### Short task 1:
Rewrite the stretch of the Elvis Morris Donkoh profile from "Elvis Morris Donkoh (born" through "the year 2016.", swapping "Elvis Morris Donkoh" for "Mr. Donkoh".
### Short task 2:
Answer these from the Elvis Morris Donkoh profile:
(a) Which university awarded his 2008 diploma?
(b) What organization does he serve as Executive Director?
(c) How many votes did he receive in the 2016 general elections?

### Selected excerpt:
══════════
Ghanaian politician (born 1983)

Elvis Morris Donkoh (born 25 February 1983) is a Ghanaian politician who was a member of the Seventh Parliament of the Fourth Republic of Ghana and currently a member of the Eighth Parliament of the Fourth Republic of Ghana representing the Abura-Asebu-Kwamankese Constituency in the Central Region on the ticket of the New Patriotic Party.

== Early life and education ==
Elvis Morris Donkoh was born on 25 February 1983 and hails from Cape Coast in the Central Region of Ghana. Elvis Morris Donkoh obtained his Diploma (Youth In Development Work) from the University of Ghana in the year 2008 and Post Graduate Diploma (Project and Quality Management) from Business University of Costa Rica in the year 2016.

== Career ==
Elvis Morris Donkoh is the Executive Director of Alliance for Youth Development. He is now working as the Member of Parliament (MP) for Abura-Asebu-Kwamankese Constituency in the Central Region on the ticket of the New Patriotic Party.

== Political life ==
Elvis Morris Donkoh contested and won the 2016 NPP parliamentary primaries for Abura-Asebu-Kwamankese Constituency in the Central Region of Ghana. Elvis Morris Donkoh proceeded to win the parliamentary seat in his constituency (Abura-Asebu-Kwamankese Constituency) during the 2016 Ghanaian general elections on the ticket of the New Patriotic Party to join the Seventh (7th) Parliament of the Fourth Republic of Ghana with 22,245 votes (50.7%) against Samuel K. Hayford of the National Democratic Congress who had 20,508 votes (46.7%), Clement Abaidoo of the Progressive People's Party (PPP - Ghana) who had 1,054 votes (2.4%) and Kwame Edu Ofori of the People's National Convention (PNC - Ghana) who also had 116 votes (0.3%).
══════════
### Material supplied:
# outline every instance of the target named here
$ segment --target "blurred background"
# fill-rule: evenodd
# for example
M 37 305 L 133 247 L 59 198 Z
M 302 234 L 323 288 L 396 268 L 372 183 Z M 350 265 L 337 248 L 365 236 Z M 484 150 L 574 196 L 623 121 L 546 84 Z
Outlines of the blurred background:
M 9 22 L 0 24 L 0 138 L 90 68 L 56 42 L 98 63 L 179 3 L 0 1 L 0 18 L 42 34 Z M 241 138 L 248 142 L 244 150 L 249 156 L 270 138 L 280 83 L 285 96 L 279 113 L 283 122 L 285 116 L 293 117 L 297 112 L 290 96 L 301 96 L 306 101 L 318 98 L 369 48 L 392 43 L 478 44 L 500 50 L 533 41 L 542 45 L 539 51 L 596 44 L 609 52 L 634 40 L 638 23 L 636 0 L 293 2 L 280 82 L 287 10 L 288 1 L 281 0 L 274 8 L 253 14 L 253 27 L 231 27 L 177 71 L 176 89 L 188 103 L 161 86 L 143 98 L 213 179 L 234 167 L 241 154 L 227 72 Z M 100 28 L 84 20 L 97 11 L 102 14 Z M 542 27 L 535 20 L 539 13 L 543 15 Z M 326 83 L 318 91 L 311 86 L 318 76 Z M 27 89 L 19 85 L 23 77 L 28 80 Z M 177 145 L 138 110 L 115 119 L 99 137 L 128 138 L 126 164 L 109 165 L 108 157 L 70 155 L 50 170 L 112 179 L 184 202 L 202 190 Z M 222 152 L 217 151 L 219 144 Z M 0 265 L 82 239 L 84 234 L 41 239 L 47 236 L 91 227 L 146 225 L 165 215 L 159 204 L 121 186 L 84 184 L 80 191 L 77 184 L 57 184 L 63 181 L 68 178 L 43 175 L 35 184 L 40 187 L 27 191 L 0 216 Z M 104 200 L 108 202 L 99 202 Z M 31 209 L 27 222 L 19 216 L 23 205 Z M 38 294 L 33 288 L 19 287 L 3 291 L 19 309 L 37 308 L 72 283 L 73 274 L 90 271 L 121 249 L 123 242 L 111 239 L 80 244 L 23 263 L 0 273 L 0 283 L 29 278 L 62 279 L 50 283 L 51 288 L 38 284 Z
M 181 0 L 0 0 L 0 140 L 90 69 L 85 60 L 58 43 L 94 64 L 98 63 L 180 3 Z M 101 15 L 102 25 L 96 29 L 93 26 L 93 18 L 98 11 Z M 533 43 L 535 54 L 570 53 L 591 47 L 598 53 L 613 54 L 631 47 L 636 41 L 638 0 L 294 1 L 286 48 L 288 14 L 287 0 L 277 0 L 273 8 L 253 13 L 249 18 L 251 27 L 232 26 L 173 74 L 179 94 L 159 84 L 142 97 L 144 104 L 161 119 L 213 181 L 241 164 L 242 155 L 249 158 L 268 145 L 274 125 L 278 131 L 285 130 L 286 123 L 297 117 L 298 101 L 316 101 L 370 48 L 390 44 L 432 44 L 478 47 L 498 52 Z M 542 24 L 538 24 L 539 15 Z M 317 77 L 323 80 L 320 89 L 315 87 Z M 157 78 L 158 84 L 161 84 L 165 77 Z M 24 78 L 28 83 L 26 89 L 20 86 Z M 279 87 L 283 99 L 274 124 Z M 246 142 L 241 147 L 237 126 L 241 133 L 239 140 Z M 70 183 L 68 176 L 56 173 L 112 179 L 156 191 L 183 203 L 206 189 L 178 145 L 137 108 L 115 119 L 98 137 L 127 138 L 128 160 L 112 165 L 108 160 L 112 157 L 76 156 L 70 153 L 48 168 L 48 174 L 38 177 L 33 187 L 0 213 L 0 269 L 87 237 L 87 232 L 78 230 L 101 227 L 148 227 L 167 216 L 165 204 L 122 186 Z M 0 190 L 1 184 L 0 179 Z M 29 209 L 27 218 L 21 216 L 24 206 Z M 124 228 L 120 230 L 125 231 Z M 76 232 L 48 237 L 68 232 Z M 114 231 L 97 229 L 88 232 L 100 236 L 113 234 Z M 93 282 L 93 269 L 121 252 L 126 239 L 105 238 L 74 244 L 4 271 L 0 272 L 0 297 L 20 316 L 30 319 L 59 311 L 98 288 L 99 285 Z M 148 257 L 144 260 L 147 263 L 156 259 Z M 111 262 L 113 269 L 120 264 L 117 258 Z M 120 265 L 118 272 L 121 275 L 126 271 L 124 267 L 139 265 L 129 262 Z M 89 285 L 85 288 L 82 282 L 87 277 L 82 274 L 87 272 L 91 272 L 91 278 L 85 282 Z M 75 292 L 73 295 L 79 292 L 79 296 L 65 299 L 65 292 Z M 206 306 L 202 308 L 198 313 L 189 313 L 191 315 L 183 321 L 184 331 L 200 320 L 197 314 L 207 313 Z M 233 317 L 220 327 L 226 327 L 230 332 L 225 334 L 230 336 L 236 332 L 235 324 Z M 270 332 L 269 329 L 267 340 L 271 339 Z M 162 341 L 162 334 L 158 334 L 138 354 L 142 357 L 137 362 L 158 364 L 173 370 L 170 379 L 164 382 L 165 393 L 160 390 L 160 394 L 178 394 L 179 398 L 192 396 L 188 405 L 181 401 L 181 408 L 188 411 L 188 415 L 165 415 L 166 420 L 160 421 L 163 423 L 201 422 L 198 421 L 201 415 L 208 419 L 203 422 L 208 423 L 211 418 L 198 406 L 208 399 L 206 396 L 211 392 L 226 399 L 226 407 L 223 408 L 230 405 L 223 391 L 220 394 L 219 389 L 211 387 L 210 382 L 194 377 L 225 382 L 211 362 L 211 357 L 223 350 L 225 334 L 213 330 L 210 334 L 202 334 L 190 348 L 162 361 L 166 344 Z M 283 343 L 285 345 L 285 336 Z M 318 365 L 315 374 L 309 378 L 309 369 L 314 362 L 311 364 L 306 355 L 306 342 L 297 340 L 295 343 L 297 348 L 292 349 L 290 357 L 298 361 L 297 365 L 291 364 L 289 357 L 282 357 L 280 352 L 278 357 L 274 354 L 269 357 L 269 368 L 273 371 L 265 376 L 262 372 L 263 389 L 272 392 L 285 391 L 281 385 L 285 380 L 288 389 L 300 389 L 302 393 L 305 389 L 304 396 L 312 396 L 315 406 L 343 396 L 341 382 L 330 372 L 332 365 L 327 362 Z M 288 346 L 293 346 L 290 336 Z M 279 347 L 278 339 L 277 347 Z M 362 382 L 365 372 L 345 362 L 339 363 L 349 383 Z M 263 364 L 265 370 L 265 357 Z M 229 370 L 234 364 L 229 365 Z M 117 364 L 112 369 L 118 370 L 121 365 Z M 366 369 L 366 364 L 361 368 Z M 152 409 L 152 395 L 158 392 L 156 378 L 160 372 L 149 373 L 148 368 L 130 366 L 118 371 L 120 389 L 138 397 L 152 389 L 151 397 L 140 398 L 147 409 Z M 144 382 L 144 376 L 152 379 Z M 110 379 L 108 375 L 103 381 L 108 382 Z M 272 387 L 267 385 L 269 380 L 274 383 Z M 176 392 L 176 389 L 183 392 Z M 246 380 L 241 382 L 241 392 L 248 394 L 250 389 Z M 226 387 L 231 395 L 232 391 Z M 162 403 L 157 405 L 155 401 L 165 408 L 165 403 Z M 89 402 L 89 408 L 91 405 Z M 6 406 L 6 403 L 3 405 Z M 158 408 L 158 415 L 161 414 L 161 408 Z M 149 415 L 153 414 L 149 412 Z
══════════
### Task answer 1:
Mr. Donkoh (born 25 February 1983) is a Ghanaian politician who was a member of the Seventh Parliament of the Fourth Republic of Ghana and currently a member of the Eighth Parliament of the Fourth Republic of Ghana representing the Abura-Asebu-Kwamankese Constituency in the Central Region on the ticket of the New Patriotic Party.

== Early life and education ==
Mr. Donkoh was born on 25 February 1983 and hails from Cape Coast in the Central Region of Ghana. Mr. Donkoh obtained his Diploma (Youth In Development Work) from the University of Ghana in the year 2008 and Post Graduate Diploma (Project and Quality Management) from Business University of Costa Rica in the year 2016.

### Task answer 2:
(a) The University of Ghana
(b) Alliance for Youth Development
(c) 22,245 votes